Excerpt provided:
"""

A sporangium (pl., sporangia) (modern Latin, from Greek σπόρος (sporos) ‘spore’ + αγγείον (angeion) ‘vessel’) is an enclosure in which spores are formed. It can be composed of a single cell or can be multicellular. All plants, fungi, and many other lineages form sporangia at some point in their life cycle. Sporangia can produce spores by mitosis, but in nearly all land plants and many fungi, sporangia are the site of meiosis and produce genetically distinct haploid spores.
Structure containing the spores in fungal species.
In mosses, liverworts and hornworts, an unbranched sporophyte produces a single sporangium, which may be quite complex morphologically. Most non-vascular plants, as well as many lycophytes and most ferns, are homosporous (only one kind of spore is produced). Some bryophytes, most lycophytes, and some ferns are heterosporous (two kinds of spores are produced). These plants produce microspores and megaspores, which give rise to gametophytes that are functionally male or female, respectively. In some cases, both kinds of spores are produced in the same sporangium, and may even develop together as part of a spore tetrad. However, in most heterosporous plants there are two kinds of sporangia, termed microsporangia and megasporangia. A few ferns (Salviniaceae and Marsileaceae) and some lycophytes (the genera Selaginella and Isoetes and the extinct lepidodendrids) are heterosporous with two kinds of sporangia, as are all the seed plants.

"""

Provided information:
"""

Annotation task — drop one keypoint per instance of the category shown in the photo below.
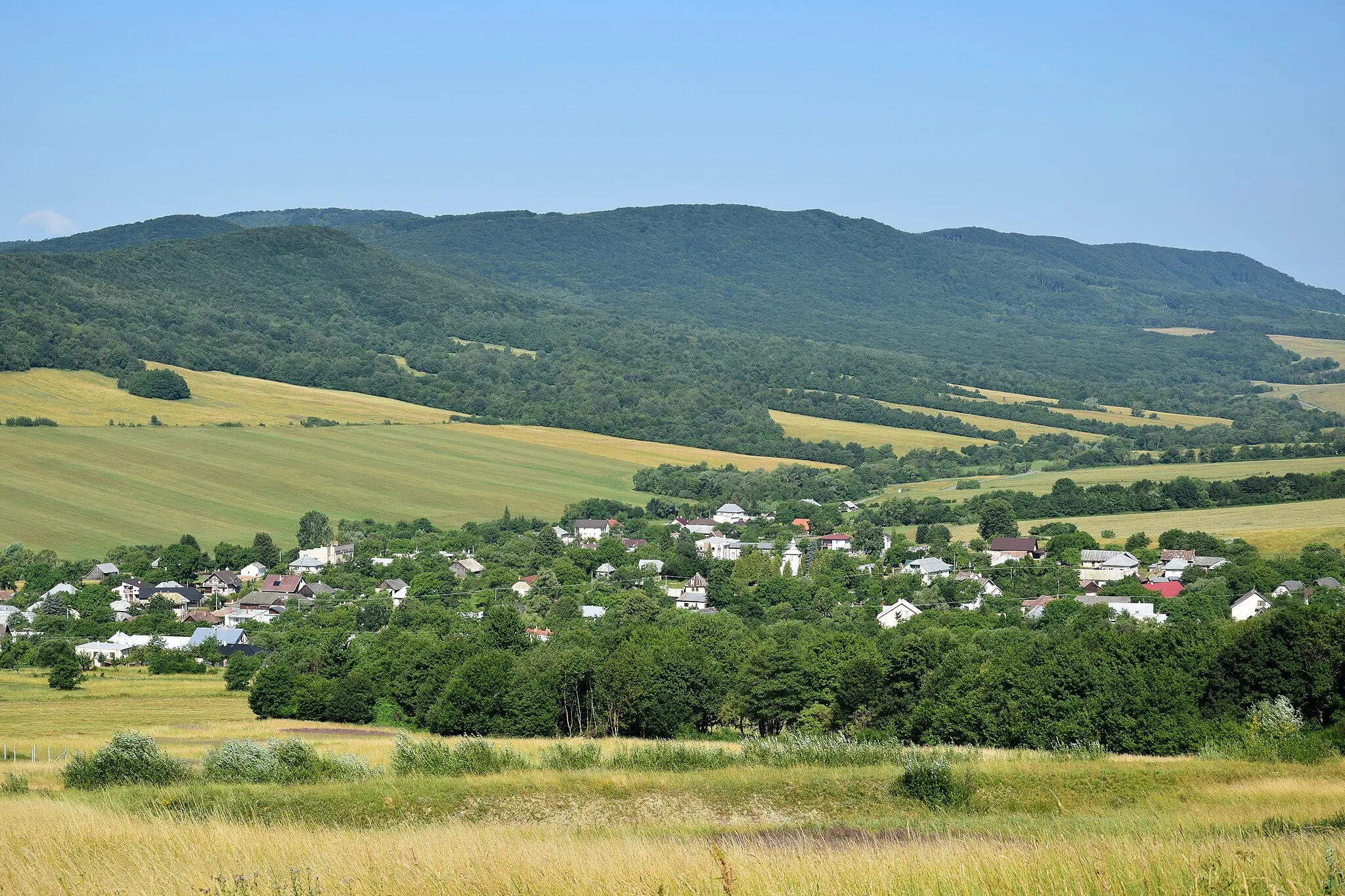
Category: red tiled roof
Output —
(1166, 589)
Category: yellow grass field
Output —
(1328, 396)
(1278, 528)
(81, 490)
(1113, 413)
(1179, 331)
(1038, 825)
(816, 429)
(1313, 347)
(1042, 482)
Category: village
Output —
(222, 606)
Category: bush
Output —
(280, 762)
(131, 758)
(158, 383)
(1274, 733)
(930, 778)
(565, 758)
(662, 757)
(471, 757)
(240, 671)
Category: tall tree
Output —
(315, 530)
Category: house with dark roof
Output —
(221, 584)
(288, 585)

"""

Work task 1: In the passage on sporangia, what are the two kinds of sporangia in most heterosporous plants called?
Work task 2: Carry the passage on sporangia further, starting right after its last sentence.
The data are separate from the passage on sporangia.

Answer section 1: Microsporangia and megasporangia.

Answer section 2:
Sporangia can be terminal (on the tips) or lateral (placed along the side) of stems or associated with leaves. In ferns, sporangia are typically found on the abaxial surface (underside) of the leaf and are densely aggregated into clusters called sori. Sori may be covered by a structure called an indusium. Some ferns have their sporangia scattered along reduced leaf segments or along (or just in from) the margin of the leaf.
Lycophytes, in contrast, bear their sporangia on the adaxial surface (the upper side) of leaves or laterally on stems. Leaves that bear sporangia are called sporophylls. If the plant is heterosporous, the sporangia-bearing leaves are distinguished as either microsporophylls or megasporophylls. In seed plants, sporangia are typically located within strobili or flowers.
Cycads form their microsporangia on microsporophylls which are aggregated into strobili. Megasporangia are formed within ovules, which are borne on megasporophylls, which are aggregated into strobili on separate plants (all cycads are dioecious). Conifers typically bear their microsporangia on microsporophylls aggregated into papery pollen strobili, and the ovules, are located on modified stem axes forming compound ovuliferous cone scales. Flowering plants contain microsporangia in the anthers of stamens (typically four microsporangia per anther) and megasporangia inside ovules inside ovaries. In all seed plants, spores are produced by meiosis and develop into gametophytes while still inside the sporangium. The microspores become microgametophytes (pollen). The megaspores become megagametophytes (embryo sacs).
Categorized based on developmental sequence, eusporangia and leptosporangia are differentiated in the vascular plants.In a leptosporangium, found only in ferns, development involves a single initial cell that becomes the stalk, wall, and spores within the sporangium. There are around 64 spores in a leptosporangium.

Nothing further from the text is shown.